→ **What is being asked**:
What is needed is an exact copy of every entry, without the pictures.

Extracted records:

****************************************

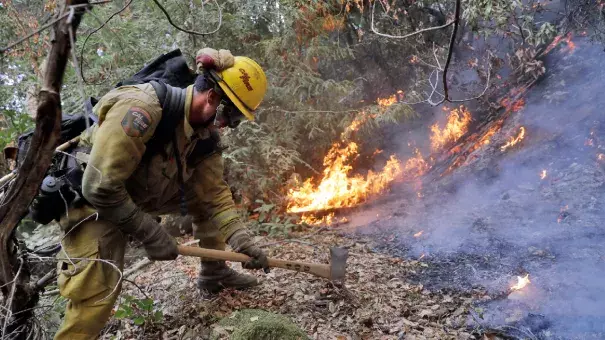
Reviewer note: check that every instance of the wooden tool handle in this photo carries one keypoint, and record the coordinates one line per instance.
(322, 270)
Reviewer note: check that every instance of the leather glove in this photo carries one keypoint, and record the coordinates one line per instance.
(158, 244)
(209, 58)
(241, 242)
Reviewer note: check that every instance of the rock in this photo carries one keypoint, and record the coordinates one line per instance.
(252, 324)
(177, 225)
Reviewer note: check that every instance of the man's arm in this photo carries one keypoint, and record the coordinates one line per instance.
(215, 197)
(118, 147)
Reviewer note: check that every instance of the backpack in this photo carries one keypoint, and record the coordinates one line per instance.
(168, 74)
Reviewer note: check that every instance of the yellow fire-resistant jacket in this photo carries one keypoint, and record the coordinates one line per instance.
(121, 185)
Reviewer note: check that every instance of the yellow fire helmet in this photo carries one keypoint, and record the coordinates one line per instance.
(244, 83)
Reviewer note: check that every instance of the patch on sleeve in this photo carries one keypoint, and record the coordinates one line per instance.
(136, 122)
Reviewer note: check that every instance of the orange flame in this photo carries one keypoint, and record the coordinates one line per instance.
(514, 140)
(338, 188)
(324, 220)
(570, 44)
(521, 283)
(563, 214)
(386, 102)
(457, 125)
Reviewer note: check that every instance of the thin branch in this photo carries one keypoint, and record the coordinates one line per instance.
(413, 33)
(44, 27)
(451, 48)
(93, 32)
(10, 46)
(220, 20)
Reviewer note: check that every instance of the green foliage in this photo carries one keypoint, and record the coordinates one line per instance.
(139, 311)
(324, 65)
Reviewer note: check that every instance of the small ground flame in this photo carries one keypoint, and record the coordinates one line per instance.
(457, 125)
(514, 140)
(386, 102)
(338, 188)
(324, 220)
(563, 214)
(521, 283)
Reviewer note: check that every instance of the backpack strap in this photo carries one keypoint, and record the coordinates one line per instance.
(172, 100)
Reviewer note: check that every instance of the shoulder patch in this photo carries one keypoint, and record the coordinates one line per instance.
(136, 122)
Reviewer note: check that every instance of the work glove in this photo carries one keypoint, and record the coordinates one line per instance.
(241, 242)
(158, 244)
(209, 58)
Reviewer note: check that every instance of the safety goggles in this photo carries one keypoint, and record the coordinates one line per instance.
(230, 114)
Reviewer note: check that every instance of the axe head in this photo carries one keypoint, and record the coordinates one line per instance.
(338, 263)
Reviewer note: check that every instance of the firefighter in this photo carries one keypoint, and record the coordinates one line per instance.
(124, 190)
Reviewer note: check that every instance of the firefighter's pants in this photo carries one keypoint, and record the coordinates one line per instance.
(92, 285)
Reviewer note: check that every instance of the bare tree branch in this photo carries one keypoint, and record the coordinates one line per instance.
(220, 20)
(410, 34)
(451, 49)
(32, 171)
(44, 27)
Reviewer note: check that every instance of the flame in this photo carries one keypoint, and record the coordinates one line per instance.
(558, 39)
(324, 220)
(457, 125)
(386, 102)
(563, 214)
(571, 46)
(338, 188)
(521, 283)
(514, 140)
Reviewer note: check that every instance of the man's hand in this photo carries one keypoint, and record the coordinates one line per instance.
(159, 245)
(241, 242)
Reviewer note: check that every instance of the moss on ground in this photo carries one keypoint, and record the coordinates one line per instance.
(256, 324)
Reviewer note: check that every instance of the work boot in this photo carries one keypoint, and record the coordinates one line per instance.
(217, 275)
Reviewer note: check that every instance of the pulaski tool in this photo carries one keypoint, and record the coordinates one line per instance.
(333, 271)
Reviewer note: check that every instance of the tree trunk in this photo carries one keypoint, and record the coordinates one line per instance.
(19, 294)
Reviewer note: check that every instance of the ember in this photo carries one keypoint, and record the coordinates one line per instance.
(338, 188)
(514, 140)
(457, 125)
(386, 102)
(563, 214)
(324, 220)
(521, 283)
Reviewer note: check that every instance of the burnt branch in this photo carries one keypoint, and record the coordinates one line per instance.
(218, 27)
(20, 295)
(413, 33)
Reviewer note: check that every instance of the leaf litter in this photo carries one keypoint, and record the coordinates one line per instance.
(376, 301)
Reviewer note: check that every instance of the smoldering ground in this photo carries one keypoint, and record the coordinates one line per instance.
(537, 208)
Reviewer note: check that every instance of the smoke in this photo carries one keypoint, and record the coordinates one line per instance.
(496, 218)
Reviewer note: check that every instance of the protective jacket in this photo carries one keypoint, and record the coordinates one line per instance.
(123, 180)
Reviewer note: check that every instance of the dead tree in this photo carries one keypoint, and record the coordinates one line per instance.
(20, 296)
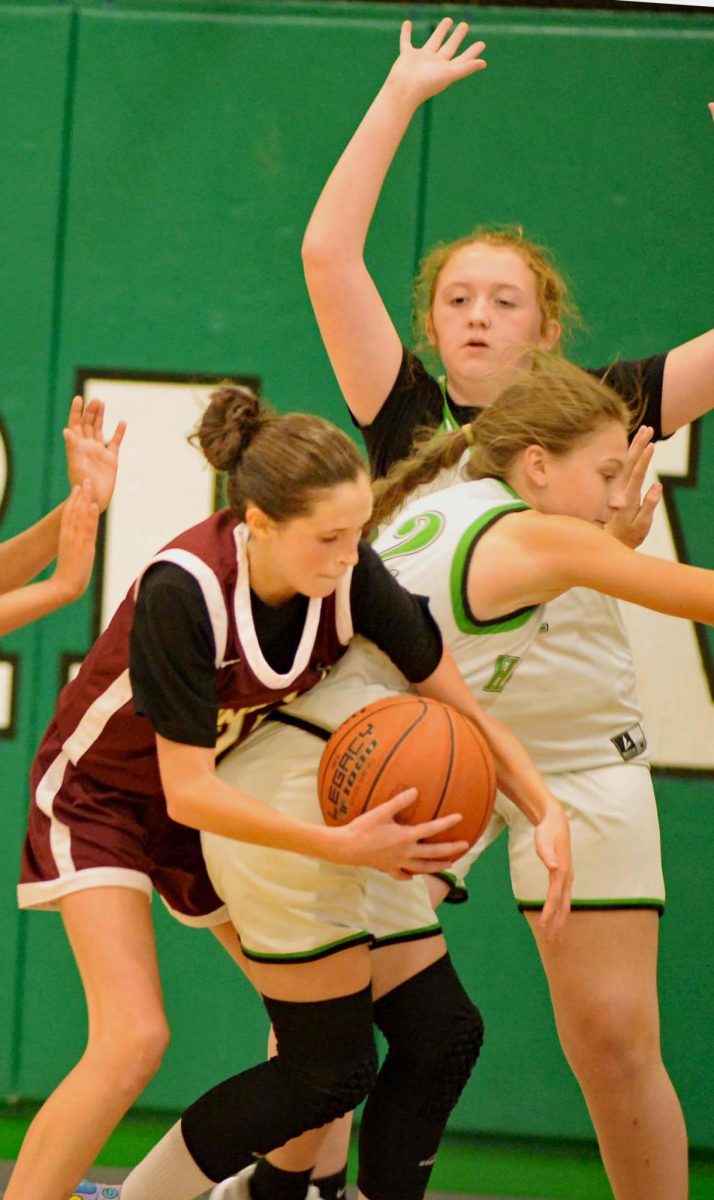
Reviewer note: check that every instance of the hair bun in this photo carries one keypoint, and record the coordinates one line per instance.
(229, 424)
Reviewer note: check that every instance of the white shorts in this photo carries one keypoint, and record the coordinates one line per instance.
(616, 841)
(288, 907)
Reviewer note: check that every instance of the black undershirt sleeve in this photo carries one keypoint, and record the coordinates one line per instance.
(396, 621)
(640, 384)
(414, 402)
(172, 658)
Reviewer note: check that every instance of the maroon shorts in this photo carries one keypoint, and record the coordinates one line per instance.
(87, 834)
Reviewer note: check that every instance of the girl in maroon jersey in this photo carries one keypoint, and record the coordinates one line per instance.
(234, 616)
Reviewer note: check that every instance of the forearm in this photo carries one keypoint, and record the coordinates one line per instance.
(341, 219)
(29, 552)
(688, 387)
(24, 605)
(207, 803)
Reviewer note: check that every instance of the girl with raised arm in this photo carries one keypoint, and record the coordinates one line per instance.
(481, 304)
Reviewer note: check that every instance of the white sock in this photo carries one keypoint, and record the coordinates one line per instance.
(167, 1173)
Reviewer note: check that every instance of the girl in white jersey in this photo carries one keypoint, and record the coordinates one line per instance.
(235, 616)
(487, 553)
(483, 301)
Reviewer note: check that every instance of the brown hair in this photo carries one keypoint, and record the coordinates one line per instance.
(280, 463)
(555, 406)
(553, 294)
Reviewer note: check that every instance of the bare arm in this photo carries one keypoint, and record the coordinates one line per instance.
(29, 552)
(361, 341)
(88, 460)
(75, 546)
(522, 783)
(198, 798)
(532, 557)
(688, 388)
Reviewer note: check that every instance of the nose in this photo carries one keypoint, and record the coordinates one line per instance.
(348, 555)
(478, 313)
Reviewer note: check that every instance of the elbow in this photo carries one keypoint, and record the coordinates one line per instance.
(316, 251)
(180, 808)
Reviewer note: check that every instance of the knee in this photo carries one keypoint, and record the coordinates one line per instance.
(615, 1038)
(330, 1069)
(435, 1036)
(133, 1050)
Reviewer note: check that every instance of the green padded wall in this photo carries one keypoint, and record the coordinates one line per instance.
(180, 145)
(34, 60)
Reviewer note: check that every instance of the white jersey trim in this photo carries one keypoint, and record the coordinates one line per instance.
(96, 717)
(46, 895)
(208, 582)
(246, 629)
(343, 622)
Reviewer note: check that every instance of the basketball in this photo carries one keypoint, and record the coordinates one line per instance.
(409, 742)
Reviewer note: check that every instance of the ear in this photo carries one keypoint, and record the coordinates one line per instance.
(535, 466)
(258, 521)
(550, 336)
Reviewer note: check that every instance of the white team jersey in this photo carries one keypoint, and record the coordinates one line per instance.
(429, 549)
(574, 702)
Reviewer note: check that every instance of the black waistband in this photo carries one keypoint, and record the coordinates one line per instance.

****************************************

→ **Task response**:
Reviewer note: check that every instance of the wooden tool handle in this photo carries one keypoint, and record the coordinates one line per instance.
(322, 270)
Reviewer note: check that every instance of the leather glove in this photo carries one keypoint, and record the coordinates one line per instance.
(158, 244)
(209, 58)
(241, 242)
Reviewer note: check that every instance of the rock in this photo carries one keypoint, and record the coordinates one line per instance.
(252, 324)
(177, 225)
Reviewer note: check that every instance of the man's arm in this photo carries one keypoint, and record the coordinates one line per instance.
(215, 197)
(118, 147)
Reviewer note: check that every instance of the backpack in this photo carries one keypoint, and record the coordinates one line per instance.
(168, 74)
Reviewer note: check that every instance of the yellow fire-resistant jacket in this photo carries one keypoint, and record the coordinates one line per instance.
(121, 185)
Reviewer note: check that every instance of the yellow fire helmet in this photo carries one keypoint, and record the coordinates one line per instance.
(244, 83)
Reviewer note: check that every instance of the patch on sleeve in this photo carries one keypoint, and record the coordinates one line per instance.
(136, 122)
Reviewer note: check that every instance of the orange flame in this photo carries one keypoint, and record the coordinates one line per instance.
(514, 140)
(338, 188)
(324, 220)
(570, 44)
(521, 283)
(563, 214)
(386, 102)
(457, 125)
Reviewer note: check that every instance of the thin branch in this photo carries one keypoint, and record the coordinates one line per instance.
(413, 33)
(44, 27)
(451, 48)
(93, 32)
(10, 46)
(220, 20)
Reviewer note: check that every instance of the green foliage in this photo carries one keypoint, and record the coordinates one line per instance.
(139, 311)
(324, 65)
Reviewer note: check that every instance of the small ground flame in this photo carries one keypoint, and record the coordinates one line per instance.
(457, 125)
(514, 140)
(386, 102)
(338, 188)
(324, 220)
(563, 214)
(521, 283)
Reviewer note: check that every instance of the backpack strap in this photo carries one keypoint, and record the coordinates one line per instance.
(172, 100)
Reviewer note: check that every instance of the shoulder patch in this photo carries one keypoint, and record the coordinates one line per instance.
(136, 122)
Reviewer note: check that every instance of the work glove in this photo carries one keypoint, and record the coordinates one line per instance.
(241, 242)
(158, 244)
(209, 58)
Reviewer note: check that every instance of the safety goggles in this photo carries one keypoint, and record the coordinates one line per instance.
(230, 114)
Reviewer note: check that every instance of the axe head in this photo carries one keypoint, and record the coordinates one line per instance.
(338, 263)
Reviewer note: check that every instance of the firefighter in this photo carries one keypoint, and record the coordinates one line per instance.
(124, 190)
Reviewer note: check that every instance of the firefighter's pants in this photo carries one keypoint, and record the coordinates one line per instance.
(92, 285)
Reviewer note: check that every instance of the bare tree branch in this photo carries one keypoint, and record the coordinates one line per instance.
(220, 20)
(410, 34)
(451, 49)
(32, 171)
(44, 27)
Reviewer note: check that every instance of the flame in this photo carries one keypoint, and record the coordinates one line per instance.
(558, 39)
(324, 220)
(457, 125)
(386, 102)
(563, 214)
(571, 46)
(338, 188)
(521, 283)
(514, 140)
Reviewer note: check that every instance of the man's hand in this photo carries one keypoint, and record the coordinates one line per instance.
(159, 245)
(241, 242)
Reviewer note: check that every instance of the moss on ground in this photo carries one keypoint, and record the coordinates one line per instance.
(256, 324)
Reviewer note: check that every instance of the work boot in this photo carries one keypoint, and record the coordinates one line per instance.
(217, 275)
Reviewer note: check that every instance of the pulaski tool in this photo carries one keypoint, and record the coordinates one line per instance.
(333, 271)
Reviewer note: check that every instance of the tree trunk in this photo carries one keypoint, and record the coordinates one line per instance.
(19, 294)
Reviewer note: check that every instance of the ember in this photo carries one keypoint, and record the coordinates one line per instance.
(338, 188)
(514, 140)
(457, 125)
(386, 102)
(563, 214)
(324, 220)
(521, 283)
Reviewer note: check that every instance of the burnt branch in this photo carries one keypoint, and record the coordinates one line per instance.
(218, 27)
(20, 295)
(413, 33)
Reviewer note: check that every instance of the leaf litter in this photo carries one keypoint, and record the coordinates one line per instance.
(376, 301)
Reviewer note: check that every instance of the smoldering ground in this photo carries one keypoint, and record the coordinates one line per instance.
(537, 208)
Reviewer note: check that every instance of the smoke in this photo carries one keypoint, and record the coordinates one line per instance.
(496, 218)
Reviewer note: check that every instance of the protective jacket in this photo carries one keypoint, and record the coordinates one line per instance.
(123, 180)
Reviewer note: check that every instance of the dead tree in this photo carries one keypoint, and record the coordinates one line per instance.
(20, 296)
Reviewer note: check that every instance of the hair bun in this photo carries one keypoint, and record the coordinates one line per instance.
(229, 424)
Reviewer note: check that every instance of the white shorts in this photo carries one keypoint, and record the coordinates one line per instance.
(616, 841)
(288, 907)
Reviewer note: check that every instance of the black undershirt sleeve in this photo carries one keypoint, and record the coordinates one line per instance.
(396, 621)
(640, 384)
(414, 402)
(172, 658)
Reviewer note: check that every instance of the maroon shorts in this photo carries one keypoint, and record the coordinates one line per instance.
(87, 834)
Reviewer note: check that every instance of the girl in maroon jersey in this photo carries one keypoint, and record the coordinates one line per instance.
(234, 616)
Reviewer note: check that every instance of the forearm in this photo carries one keypoint, and record the coordinates one line per instance.
(341, 219)
(29, 552)
(688, 387)
(24, 605)
(207, 803)
Reviewer note: check that every instance of the girl with raised arm in this photo carries one keypoint, and record the coordinates one line per instance.
(481, 304)
Reviewer note: check that every instance of the white sock in this photo carries one keypoint, and record the coordinates one line per instance.
(167, 1173)
Reviewer note: check that every instance of the girl in white jersey in this photo carries one keypoint, and record the coordinates one line per instance.
(235, 616)
(487, 553)
(483, 301)
Reviewer note: check that every instance of the brown hair in this photo carries one keypoint, and record the coordinates one line per instance.
(280, 463)
(555, 406)
(553, 294)
Reviewer note: check that every instance of the bare arm in this photo carries one keypoint, and record the coordinates one line per instance.
(29, 552)
(361, 341)
(88, 460)
(75, 546)
(522, 783)
(198, 798)
(532, 557)
(688, 388)
Reviewer note: check that every instance of the nose in this photo carries one keypoint, and record the coordinates one line per instance.
(348, 555)
(478, 313)
Reviewer note: check that every instance of the elbow in this photo carries one keypoint, and record the coordinates one line per instance.
(316, 251)
(180, 808)
Reviewer note: check that every instance of the knee in this photo carries one keypoint, and record the coordinates one line per instance.
(615, 1038)
(330, 1069)
(435, 1036)
(133, 1050)
Reviewer note: check that every instance of the green padded wall in this photo carries one keypoint, and record the coordinates one line per instance.
(180, 145)
(34, 60)
Reviewer note: check that every instance of the white jersey trim in this photo carries one keypoint, and record the coordinates one line per instance.
(96, 717)
(46, 895)
(208, 582)
(246, 629)
(343, 622)
Reviewer note: check that every instance of the basketball in this photo carries one keypoint, and record the coordinates one line per instance.
(409, 742)
Reviewer note: check that every instance of the ear in this photo carries one keypoint, and record the coordinates one line per instance.
(535, 466)
(258, 521)
(550, 336)
Reviewer note: check that every instance of the white team jersey in this photo carries one keypoint, and record the coordinates one line per instance.
(429, 549)
(574, 702)
Reviewer note: check that every instance of the black waistband in this photo carries one keypoint, and record the coordinates one line per instance.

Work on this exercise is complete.